Verilen metin:
Ben bu ülkede yalandan öleni hiç görmedim..

Eskiden yalancının mumu yatsıya kadar yanardı.. Bugünlerde ise beş – on dakika yanmaktadır..

Kendi kendine sansür uygulayarak: Algı operasyonu yapanların ipliği pazara çıkmaktadır..

Türkiye garip bir ülke !...

FETÖ den görevden atılıyor, CHP listelerinden milletvekili oluyor, sonra SP de siyaset yapıyor ama : Gazi meclise yakışmayan sözleri söyleye biliyor..

TBMM de SP Vekil Cihangir İslam, FETÖ ağızı ile konuşması, 15 Temmuz Gazi ve Şehitlerine dil uzatması, milletimize beddua etmesi üzerine Ankara Cumhuriyet Savcılığı soruşturma açtı..

Ak Partililere beddua ediyor, sonlarının geldiğini söylüyor..

Ak partileri tehdit ediyor..

Dünyanın bir çok ülkesinde o ülkelerin dilinde yayın yapan FOX tv sahipleri ve kim olduklarını biliyorsunuz, yeni bir algı operasyonu için düğmeye basarken Basın Sansür var mı ? sorusun gündeme taşıyor..

Eş dost, herkes bize soruyor : Basın Sansür var mı ?

Türkiye ‘de Basın Sansür yoktur.

FOX tv ve Portakal ise : bu haberi öyle bir çarpıtarak verdi ki,” kendi kendilerine sansür uyguladığını , her an kendilerine de soruşturma açıla bileceğini vererek, sanki Türkiye de “ korku imparatorluğu var!” imajını vermeye çalıştı..

Türkiye de basına sansür yok.

Bizi şunu yaz, bunu yazma , böyle yap diyen biri de yok.

Kişisel haklara saldırı, hakaret, şiddet, kin ve nefretle halkı isyana davet etmediğin sürece , kanun ve nizamların içinde kalmak şartı ile istediğini yazarsın.

Burası Türkiye Cumhuriyeti Devleti: Devletin kırmızı çizgileri var, her ülkenin kırmızı çizgileri var bunu da aşamazsın, basın da durması gerektiği yeri bilmek zorunda.

Geçenlerde bir yazımda : “ Sayın Cumhurbaşkanım, artık yol, köprü, tünel, hava alanı yapma işini bir kenara bırakalım, artık milli harp sanayi ve yerli otomobil, yerli uçak, yerli elektronik sanayiye yönelelim, tüketim toplumu değil üretim toplumu olalım “ diye yazdım.

Çok geniş yazdım, Sayın Cumhurbaşkanımıza da mail olarak gönderdim ki yüzde yüz okusun diye..

Kısa alıştırma: Yukarıdaki basın sansürü konulu yazıyı, son cümlesinin ardından gelecek biçimde sürdürün.

Kayıtlı veriler:
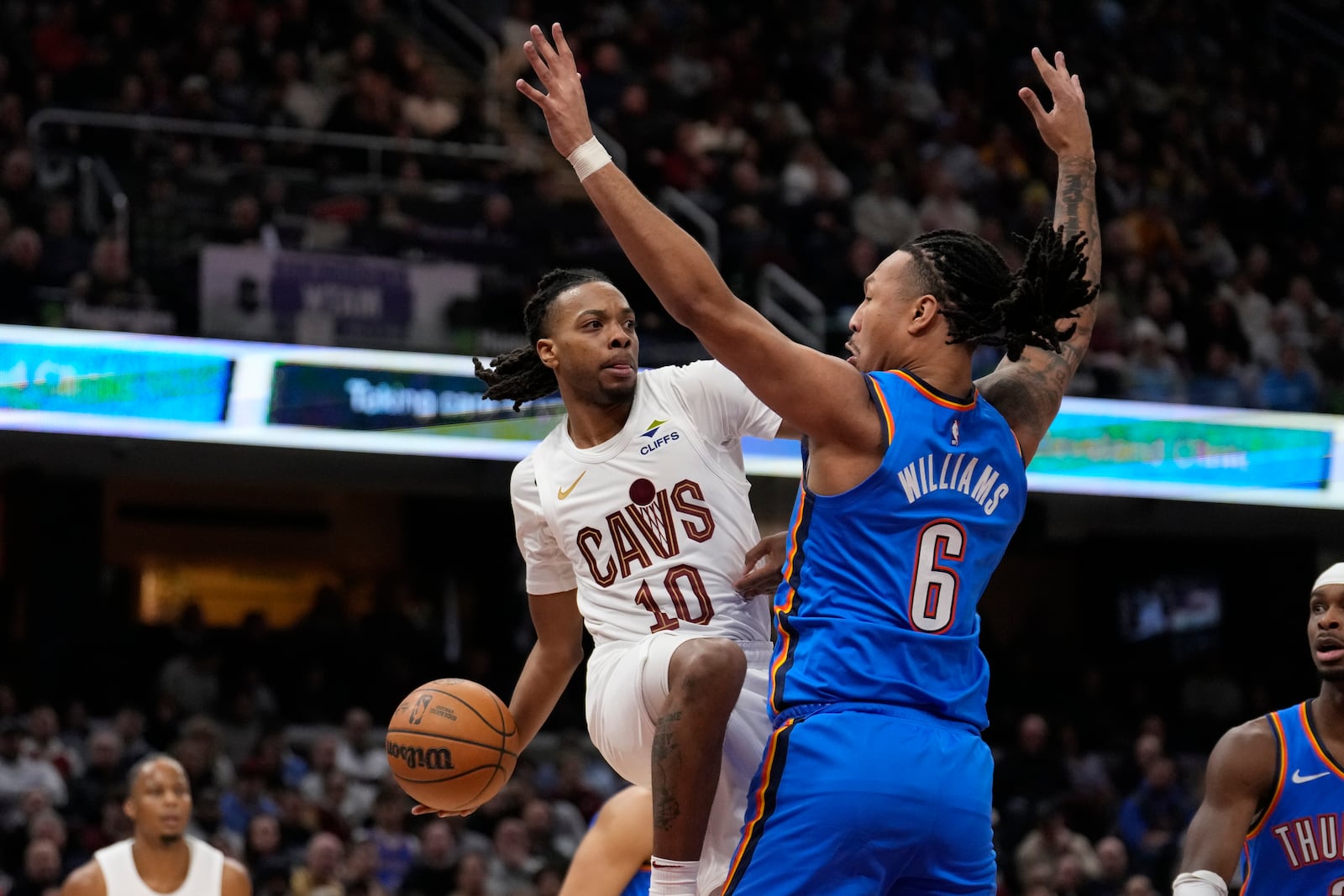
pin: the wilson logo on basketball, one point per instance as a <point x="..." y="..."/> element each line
<point x="434" y="758"/>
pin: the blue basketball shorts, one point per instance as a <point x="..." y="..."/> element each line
<point x="866" y="799"/>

Alıştırma cevabı:
Var mı ? bir hakaret !. Sayın Cumhurbaşkanı , yol , tünel, köprü, hava alanı yapmayı kendine hedef olarak koymuş olabilir, bizde diyoruz ki : “ yeter artık bu işlere para harcama yerin üretime harcayalım” var mı bir hakaret veya bize dava açılması söz konusu mu ?

Eleştiri var, eleştirmek var, bir de hakaret etmek var.. ki biz eleştiri ile hakareti birbirinden ayırt edemiyoruz..

Basın‘a sansür var mı ?

Basına sansür kitabını yazarı olarak söylüyorum:

Basına her zaman sansür olmuştur !

Kendi kendimle çelişmiyorum sanmayın bir satır üstte yazdığımı unutmadım ama : sansürün çeşitleri vardır:

Basına sansür var.

Hatır gönül sansürü var.

Ekonomik sansür var

Çevre sansürü var

Mahalle sansürü var

Toplum değerleri sansürü var.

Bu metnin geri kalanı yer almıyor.